■ **WHAT THIS TASK INVOLVES**
Below is a listing; write it out exactly and drop any images from it.

■ **MATERIAL FOR THIS EXERCISE**
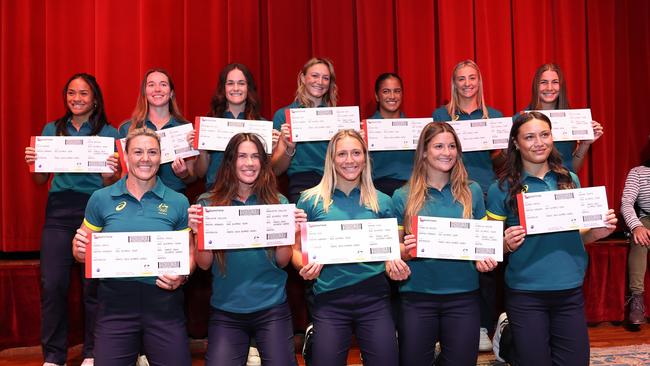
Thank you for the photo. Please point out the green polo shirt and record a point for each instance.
(335, 276)
(391, 164)
(79, 182)
(253, 281)
(114, 209)
(310, 156)
(165, 172)
(440, 276)
(543, 262)
(478, 163)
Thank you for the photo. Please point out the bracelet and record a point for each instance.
(287, 153)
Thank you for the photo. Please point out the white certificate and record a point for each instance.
(72, 154)
(138, 254)
(393, 133)
(320, 124)
(349, 241)
(570, 124)
(465, 239)
(215, 133)
(483, 134)
(562, 210)
(236, 227)
(173, 144)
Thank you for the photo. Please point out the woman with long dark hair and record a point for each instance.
(248, 285)
(69, 192)
(156, 109)
(549, 92)
(545, 272)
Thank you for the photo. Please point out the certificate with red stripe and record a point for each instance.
(215, 133)
(72, 154)
(137, 254)
(320, 124)
(562, 210)
(463, 239)
(349, 241)
(250, 226)
(393, 133)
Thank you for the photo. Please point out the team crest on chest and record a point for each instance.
(162, 208)
(120, 206)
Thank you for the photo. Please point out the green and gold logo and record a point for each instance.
(120, 206)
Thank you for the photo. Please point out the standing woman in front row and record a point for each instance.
(139, 312)
(440, 300)
(549, 92)
(303, 162)
(351, 297)
(544, 276)
(66, 201)
(156, 109)
(248, 285)
(391, 168)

■ **RESPONSE TO THIS EXERCISE**
Thank you for the photo. Please point out the green polo shirt and record a point for each instance.
(335, 276)
(391, 164)
(79, 182)
(253, 281)
(114, 209)
(310, 156)
(165, 172)
(440, 276)
(543, 262)
(478, 163)
Thank you for the photo. Please point out the bracelet and record a point for each instance.
(287, 153)
Thank you for the photo. Please point out the white certificate and record a point for each instance.
(72, 154)
(138, 254)
(393, 133)
(320, 124)
(349, 241)
(570, 124)
(465, 239)
(215, 133)
(483, 134)
(562, 210)
(236, 227)
(173, 144)
Thank you for the photo. Please point out the woman with long dark hair and record a point for each instance.
(248, 285)
(69, 192)
(156, 109)
(549, 92)
(545, 272)
Thank you for the photo. Please point out the certificate with red stripe and record a point for each instance.
(215, 133)
(72, 154)
(137, 254)
(320, 124)
(562, 210)
(463, 239)
(349, 241)
(250, 226)
(393, 133)
Thank you for the photo. Please point out the team crest on chest and record a point for each instance.
(162, 208)
(120, 206)
Thank you for the photo. Please point out the green and gold logo and record a point for each instance.
(120, 206)
Thank you for the photo. Please point out the standing woman in front row and record a point for each instance.
(139, 312)
(440, 300)
(549, 92)
(303, 162)
(351, 297)
(544, 276)
(66, 201)
(156, 109)
(248, 285)
(391, 168)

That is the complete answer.